:: What is asked ::
Edit the lines from the one containing "find the bokeh" through the end of the data, replacing "supervisor" with "manager" and leaving everything else unchanged.

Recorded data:

——

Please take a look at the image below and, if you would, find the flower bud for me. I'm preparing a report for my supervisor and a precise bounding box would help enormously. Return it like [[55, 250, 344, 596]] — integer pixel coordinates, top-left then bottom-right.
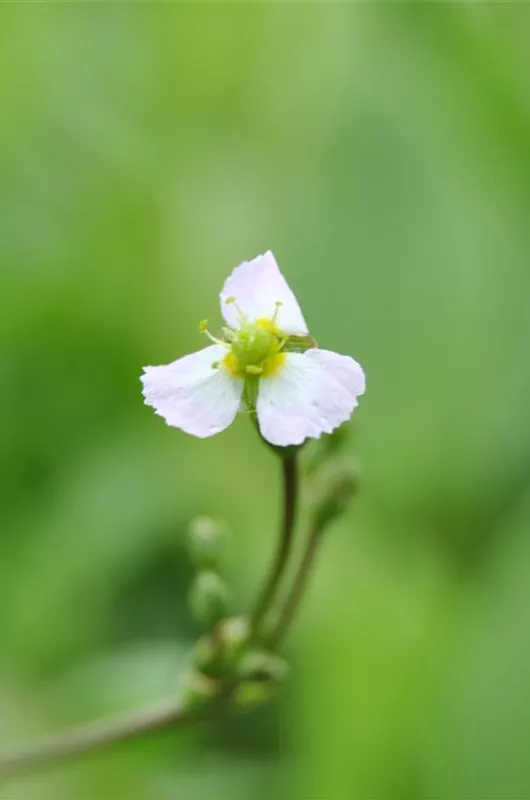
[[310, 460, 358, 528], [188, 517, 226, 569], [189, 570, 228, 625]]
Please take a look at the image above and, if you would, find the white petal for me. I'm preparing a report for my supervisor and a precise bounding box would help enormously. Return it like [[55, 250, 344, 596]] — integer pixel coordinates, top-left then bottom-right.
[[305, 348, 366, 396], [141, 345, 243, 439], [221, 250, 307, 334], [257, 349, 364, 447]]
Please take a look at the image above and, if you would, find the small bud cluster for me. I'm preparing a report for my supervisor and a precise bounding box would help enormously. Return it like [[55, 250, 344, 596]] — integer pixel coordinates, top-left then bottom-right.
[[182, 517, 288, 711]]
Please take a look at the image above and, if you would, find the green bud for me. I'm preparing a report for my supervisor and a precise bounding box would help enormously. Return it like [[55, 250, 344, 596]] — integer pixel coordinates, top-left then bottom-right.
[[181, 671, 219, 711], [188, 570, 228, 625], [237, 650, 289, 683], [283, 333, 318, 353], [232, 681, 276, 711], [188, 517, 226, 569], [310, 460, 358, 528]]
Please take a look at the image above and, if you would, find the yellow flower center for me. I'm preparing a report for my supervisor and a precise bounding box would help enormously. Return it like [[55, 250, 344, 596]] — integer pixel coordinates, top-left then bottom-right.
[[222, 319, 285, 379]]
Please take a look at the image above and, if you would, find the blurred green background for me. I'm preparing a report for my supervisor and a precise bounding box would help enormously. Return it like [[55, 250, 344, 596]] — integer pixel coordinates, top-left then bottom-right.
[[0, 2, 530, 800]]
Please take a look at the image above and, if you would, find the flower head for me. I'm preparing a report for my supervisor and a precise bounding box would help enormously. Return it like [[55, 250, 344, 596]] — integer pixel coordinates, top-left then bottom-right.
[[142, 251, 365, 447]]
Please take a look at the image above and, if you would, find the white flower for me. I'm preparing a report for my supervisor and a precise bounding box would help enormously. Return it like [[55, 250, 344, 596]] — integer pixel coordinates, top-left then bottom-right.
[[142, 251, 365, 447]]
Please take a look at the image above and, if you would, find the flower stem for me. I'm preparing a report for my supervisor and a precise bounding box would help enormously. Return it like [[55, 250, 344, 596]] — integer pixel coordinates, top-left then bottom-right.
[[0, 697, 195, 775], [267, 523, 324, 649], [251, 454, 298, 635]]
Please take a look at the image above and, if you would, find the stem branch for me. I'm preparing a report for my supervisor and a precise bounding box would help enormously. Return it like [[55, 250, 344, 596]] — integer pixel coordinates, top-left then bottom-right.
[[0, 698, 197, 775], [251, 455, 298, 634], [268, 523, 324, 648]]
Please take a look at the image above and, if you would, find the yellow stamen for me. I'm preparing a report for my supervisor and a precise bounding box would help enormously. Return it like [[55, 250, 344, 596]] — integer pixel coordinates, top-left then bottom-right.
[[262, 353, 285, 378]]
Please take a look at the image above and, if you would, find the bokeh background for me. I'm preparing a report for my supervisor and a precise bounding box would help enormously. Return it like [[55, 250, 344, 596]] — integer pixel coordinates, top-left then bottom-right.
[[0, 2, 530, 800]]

——

:: Reply to the exercise ::
Please take a look at the image above and, if you would, find the bokeh background for me. I'm preparing a report for my manager and a precise bounding box would help enormously. Return it like [[55, 250, 344, 596]] — integer pixel coordinates, top-left then bottom-right.
[[0, 2, 530, 800]]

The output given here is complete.